=== Data excerpts ===
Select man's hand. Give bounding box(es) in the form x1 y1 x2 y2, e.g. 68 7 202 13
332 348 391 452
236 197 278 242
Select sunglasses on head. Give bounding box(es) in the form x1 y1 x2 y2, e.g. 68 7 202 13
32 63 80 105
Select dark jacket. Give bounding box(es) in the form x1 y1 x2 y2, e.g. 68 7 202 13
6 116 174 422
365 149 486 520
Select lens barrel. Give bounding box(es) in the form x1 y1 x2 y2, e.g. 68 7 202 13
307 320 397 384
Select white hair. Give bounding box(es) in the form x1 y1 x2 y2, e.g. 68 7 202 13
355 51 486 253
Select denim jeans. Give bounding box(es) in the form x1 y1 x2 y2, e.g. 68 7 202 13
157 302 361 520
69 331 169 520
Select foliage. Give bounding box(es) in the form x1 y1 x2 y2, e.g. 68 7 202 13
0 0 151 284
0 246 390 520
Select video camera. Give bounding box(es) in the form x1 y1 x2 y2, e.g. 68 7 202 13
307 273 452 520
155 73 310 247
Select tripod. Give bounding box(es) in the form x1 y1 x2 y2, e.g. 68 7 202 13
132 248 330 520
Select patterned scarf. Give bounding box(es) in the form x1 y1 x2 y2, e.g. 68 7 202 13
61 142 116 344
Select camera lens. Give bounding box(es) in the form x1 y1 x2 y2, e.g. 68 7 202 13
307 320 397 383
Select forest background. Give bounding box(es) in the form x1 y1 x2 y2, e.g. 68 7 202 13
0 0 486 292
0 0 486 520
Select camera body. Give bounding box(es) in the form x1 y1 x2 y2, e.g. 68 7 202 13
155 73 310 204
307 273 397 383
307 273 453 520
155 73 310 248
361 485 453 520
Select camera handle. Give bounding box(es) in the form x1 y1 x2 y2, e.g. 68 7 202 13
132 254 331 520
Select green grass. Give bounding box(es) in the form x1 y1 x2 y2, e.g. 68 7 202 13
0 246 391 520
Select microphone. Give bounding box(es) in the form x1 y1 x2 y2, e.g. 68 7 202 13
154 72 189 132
===
Exercise description: Copy everything from the start of the material down to and including the line with "155 73 310 247", but substitute "leaves" for "foliage".

Worked answer:
Select man's hand. Give bounding box(es) in the form x1 y1 x2 y2, e.g. 68 7 202 13
332 348 391 452
236 197 278 242
Select sunglasses on head. Give bounding box(es) in the form x1 y1 x2 y2, e.g. 68 7 202 13
32 63 80 105
Select dark jacket. Give bounding box(es) in the form x1 y1 x2 y2, e.g. 68 7 202 13
6 116 174 422
365 149 486 520
Select lens barrel. Give bounding box(es) in the form x1 y1 x2 y2, e.g. 68 7 202 13
307 320 397 384
Select white hair. Give bounding box(es) in the form x1 y1 x2 y2, e.g. 68 7 202 13
355 51 486 253
Select denim jeans. Give bounding box(es) in the form x1 y1 x2 y2, e.g. 68 7 202 13
157 302 361 520
69 331 169 520
Select leaves. Give bounding box(es) in the form x1 y1 x2 y2, e.g. 68 7 202 13
0 0 151 284
0 246 390 520
Select video camera. Give bounding box(es) in the form x1 y1 x2 y2, e.g. 68 7 202 13
307 273 452 520
155 73 310 247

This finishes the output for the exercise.